- _Written task_
Could you reproduce every one of the records below word for word, leaving nothing out and changing nothing?
════════════════
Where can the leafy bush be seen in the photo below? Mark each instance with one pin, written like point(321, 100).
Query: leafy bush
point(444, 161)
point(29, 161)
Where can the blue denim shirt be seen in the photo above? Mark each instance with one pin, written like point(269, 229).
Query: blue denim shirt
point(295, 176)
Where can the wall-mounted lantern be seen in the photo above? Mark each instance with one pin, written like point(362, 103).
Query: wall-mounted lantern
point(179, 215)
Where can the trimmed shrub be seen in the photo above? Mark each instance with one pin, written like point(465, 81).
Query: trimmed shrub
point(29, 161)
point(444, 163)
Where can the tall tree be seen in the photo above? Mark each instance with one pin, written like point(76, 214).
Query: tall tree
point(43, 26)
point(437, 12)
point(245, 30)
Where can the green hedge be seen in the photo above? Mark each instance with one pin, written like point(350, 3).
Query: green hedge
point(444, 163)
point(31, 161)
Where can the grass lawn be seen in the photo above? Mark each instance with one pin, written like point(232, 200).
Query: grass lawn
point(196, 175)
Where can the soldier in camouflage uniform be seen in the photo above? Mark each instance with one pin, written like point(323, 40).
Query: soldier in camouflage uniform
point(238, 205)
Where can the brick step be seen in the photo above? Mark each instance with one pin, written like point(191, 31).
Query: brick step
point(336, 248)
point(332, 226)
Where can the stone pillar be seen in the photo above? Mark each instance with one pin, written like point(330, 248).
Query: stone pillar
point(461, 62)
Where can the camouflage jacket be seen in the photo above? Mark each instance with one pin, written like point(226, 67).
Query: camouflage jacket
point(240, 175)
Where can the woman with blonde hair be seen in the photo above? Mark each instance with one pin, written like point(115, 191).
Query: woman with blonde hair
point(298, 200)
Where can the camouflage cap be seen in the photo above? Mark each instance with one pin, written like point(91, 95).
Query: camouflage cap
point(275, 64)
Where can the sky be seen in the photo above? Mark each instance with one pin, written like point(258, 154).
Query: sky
════════════════
- _Answer for the task_
Where can the leafy bush be seen in the photo below? Mark each instance with one pin, written like point(321, 100).
Query: leafy bush
point(444, 161)
point(29, 161)
Where can the blue denim shirt be seen in the photo above? Mark each instance with one pin, written like point(269, 229).
Query: blue denim shirt
point(295, 176)
Where can the wall-mounted lantern be seen in the photo above? Mark each instance with one pin, written like point(362, 103).
Query: wall-mounted lantern
point(179, 215)
Where can the trimmed shrub be seen in the photo above? Mark each instance with one pin, written like point(465, 81).
Query: trimmed shrub
point(29, 161)
point(444, 163)
Where can the tall tree be seen in the photo above? Mark each instance with one pin, written like point(76, 214).
Query: tall tree
point(43, 26)
point(437, 12)
point(245, 30)
Where can the green hedge be seen in the photo above? Mark each instance with one pin, written like point(350, 3).
Query: green hedge
point(444, 163)
point(31, 161)
Where can the grass lawn be seen in the photo above? Mark each instance with one pin, written like point(232, 200).
Query: grass lawn
point(196, 175)
Where can the soldier in camouflage uniform be seen in the photo above? Mark each instance with one pin, written like point(323, 40).
Query: soldier in camouflage uniform
point(238, 205)
Where can the brick step be seen in the photo above? Mark each instance with one pin, written like point(191, 31).
Query: brick step
point(336, 248)
point(332, 226)
Where can the stone pillar be seen in the photo above? Mark each instance with one pin, written like point(330, 248).
Query: stone pillar
point(461, 62)
Where can the camouflage jacket be seen in the photo above? Mark each instance with one pin, written like point(226, 67).
Query: camouflage jacket
point(240, 175)
Where can the woman with blonde hair be seen in the photo above? Mark each instance with one pin, written like point(115, 191).
Query: woman with blonde hair
point(298, 200)
Where can the camouflage cap be seen in the photo above? Mark each instance with one pin, written like point(91, 95).
Query: camouflage cap
point(275, 64)
Where can the sky be seen in the photo above? Mark each instance with one pin, written like point(258, 154).
Query: sky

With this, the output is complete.